TASK INSTRUCTIONS:
With all pictures excluded, restate the records that follow exactly as written.

RECORDS SHOWN:
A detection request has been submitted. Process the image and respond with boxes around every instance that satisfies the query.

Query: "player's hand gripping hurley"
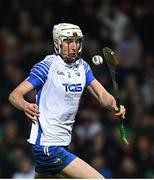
[103,47,129,145]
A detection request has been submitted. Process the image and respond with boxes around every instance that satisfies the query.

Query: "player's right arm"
[9,80,40,123]
[9,57,52,122]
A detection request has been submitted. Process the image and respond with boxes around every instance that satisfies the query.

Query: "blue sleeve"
[27,60,52,90]
[86,70,95,86]
[81,59,95,86]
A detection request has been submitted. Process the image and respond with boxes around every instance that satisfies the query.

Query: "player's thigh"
[61,157,104,179]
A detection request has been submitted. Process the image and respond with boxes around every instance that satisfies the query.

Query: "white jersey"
[27,54,95,146]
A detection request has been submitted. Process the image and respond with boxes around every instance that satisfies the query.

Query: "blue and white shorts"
[32,144,77,176]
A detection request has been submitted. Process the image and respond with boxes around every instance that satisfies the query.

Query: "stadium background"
[0,0,154,178]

PROBLEM SOLUTION:
A detection request has been submitted. Process the image and respond with boxes around every instance that satisfies the query.

Query: "player's hand gripping hurley"
[103,47,129,145]
A detection request has been submitted. Process the image and respond with boxes around every instance that satisfies the query.

Query: "player's right arm"
[9,80,40,123]
[9,57,52,122]
A detection request has been submitted. Process the image and respond with boxes around every instance that satisfies the query.

Query: "blue sleeve"
[27,60,52,90]
[86,70,95,86]
[81,59,95,86]
A detection request has been submitted. Process the image and respond with boxes around every instance that satisfies the query.

Query: "player's thigh"
[61,157,104,179]
A detection request has been submitted. Process the image and respond with boxes around every instance that satisfies the query.

Query: "white jersey"
[27,54,95,146]
A detection request has been submitted. Process the image and respond with boxes around every instance that satisfies the query.

Query: "blue and white shorts"
[32,144,77,176]
A detection request has been submitted. Process the image and respond with boxes around every instance that satisfies the query.

Query: "stadium background"
[0,0,154,178]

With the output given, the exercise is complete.